**Task data:**
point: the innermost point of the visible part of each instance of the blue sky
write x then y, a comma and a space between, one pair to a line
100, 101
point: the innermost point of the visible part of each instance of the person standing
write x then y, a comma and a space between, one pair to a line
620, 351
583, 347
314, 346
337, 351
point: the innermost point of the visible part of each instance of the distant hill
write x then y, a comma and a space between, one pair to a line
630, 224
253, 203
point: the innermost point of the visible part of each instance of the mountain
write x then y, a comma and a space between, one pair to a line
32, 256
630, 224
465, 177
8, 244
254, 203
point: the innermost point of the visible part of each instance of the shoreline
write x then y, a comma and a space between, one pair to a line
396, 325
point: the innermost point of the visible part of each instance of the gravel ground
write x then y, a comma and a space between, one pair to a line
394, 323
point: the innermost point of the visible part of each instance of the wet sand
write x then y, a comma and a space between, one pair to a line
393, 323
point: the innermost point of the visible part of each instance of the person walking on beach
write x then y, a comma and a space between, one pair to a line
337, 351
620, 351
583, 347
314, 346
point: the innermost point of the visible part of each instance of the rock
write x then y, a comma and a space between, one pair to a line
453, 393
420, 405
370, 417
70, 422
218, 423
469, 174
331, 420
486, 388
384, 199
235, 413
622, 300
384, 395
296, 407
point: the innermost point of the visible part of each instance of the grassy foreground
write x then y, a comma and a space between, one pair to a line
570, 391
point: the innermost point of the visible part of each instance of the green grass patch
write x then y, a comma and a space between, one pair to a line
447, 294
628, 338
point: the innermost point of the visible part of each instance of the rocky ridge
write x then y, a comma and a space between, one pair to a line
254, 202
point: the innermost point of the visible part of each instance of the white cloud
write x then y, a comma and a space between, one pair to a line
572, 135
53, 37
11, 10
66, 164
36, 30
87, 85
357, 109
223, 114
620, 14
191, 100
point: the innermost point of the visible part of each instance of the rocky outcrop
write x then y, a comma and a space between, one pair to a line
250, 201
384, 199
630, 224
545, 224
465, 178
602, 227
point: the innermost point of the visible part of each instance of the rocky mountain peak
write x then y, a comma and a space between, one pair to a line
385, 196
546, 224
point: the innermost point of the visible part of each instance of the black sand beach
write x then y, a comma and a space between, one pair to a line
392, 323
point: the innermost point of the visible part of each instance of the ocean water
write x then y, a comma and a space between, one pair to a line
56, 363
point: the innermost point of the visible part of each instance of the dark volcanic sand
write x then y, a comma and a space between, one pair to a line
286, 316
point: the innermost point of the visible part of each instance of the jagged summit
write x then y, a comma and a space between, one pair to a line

**Exercise objective:** Extract each line of the material exactly as it stands.

**Written answer:**
point: the innermost point of the visible part of each instance of the blue sky
write x then y, a comma and a space between, one pair to a line
100, 101
point: the innermost point of the visible part of each instance of the person standing
write x then y, a comma and a space between, one pair to a line
620, 351
583, 347
314, 346
337, 351
point: the innermost point of the visible part of each instance of the distant hill
write x then y, a comma and a space between, one pair to a line
630, 224
253, 203
point: the innermost point of the visible part of each instance of the mountain
write x then y, a comma and a space between, one pair to a line
32, 256
630, 224
465, 177
8, 244
254, 203
point: the innermost point of the visible part of each instance of the shoreline
write x then y, a comma and a space between, one pair to a line
396, 325
point: the innermost point of the visible part of each instance of the gravel ground
write x then y, a comma and a space between, one pair to a line
394, 323
point: the innermost point of the visible part of each instance of the wet sand
write x then y, a comma and a space between, one pair to a line
393, 323
point: the innermost point of the visible part of each instance of the person walking on beach
write x then y, a comma and a space between, one pair to a line
337, 351
620, 351
583, 347
314, 346
point: the innermost point of the visible part of each instance of the rock
write x then y, a comma and a space between, one pair to a line
453, 393
420, 405
370, 417
70, 422
218, 423
469, 174
331, 420
486, 388
384, 199
235, 413
622, 300
384, 395
296, 407
point: the innermost point of the visible part of each instance of the grassy foreground
write x then y, a comma and a space between, one pair to a line
570, 391
point: the innermost point of the visible part of each instance of the green grass patch
write x then y, a comma and a space between, one pair to a line
447, 294
628, 338
point: the innermost point of the visible part of each instance of the rocky ridge
write x then y, a comma and a space between, one pair to a line
254, 202
point: the innermost point of the visible part of each instance of the white cloud
write x then y, a comma and a space between, one pair to a line
572, 135
53, 37
11, 10
66, 164
36, 30
87, 85
357, 109
223, 114
620, 14
191, 100
point: the innermost point of the visible part of each instance of the rocky outcrop
write x then y, a comma and a space between, one pair to a line
250, 201
384, 199
630, 224
545, 224
465, 178
602, 227
point: the innermost point of the visible part of each instance of the rocky mountain peak
write x then y, a comma and a space between, one pair to a line
385, 196
546, 224
point: the innermost point of the visible part of each instance of the black sand beach
write x then y, a comma and a space between, one pair to a line
392, 323
point: the innermost point of the visible part of each instance of the ocean water
write x then y, a comma and a space between, one pair to a line
56, 363
point: the innermost point of the visible part of each instance of the dark volcanic sand
write x then y, a comma and a space between, one pair to a line
286, 316
point: the innermost point of the visible part of each instance of the jagged summit
write x then y, a comma and a space between, one pair to a line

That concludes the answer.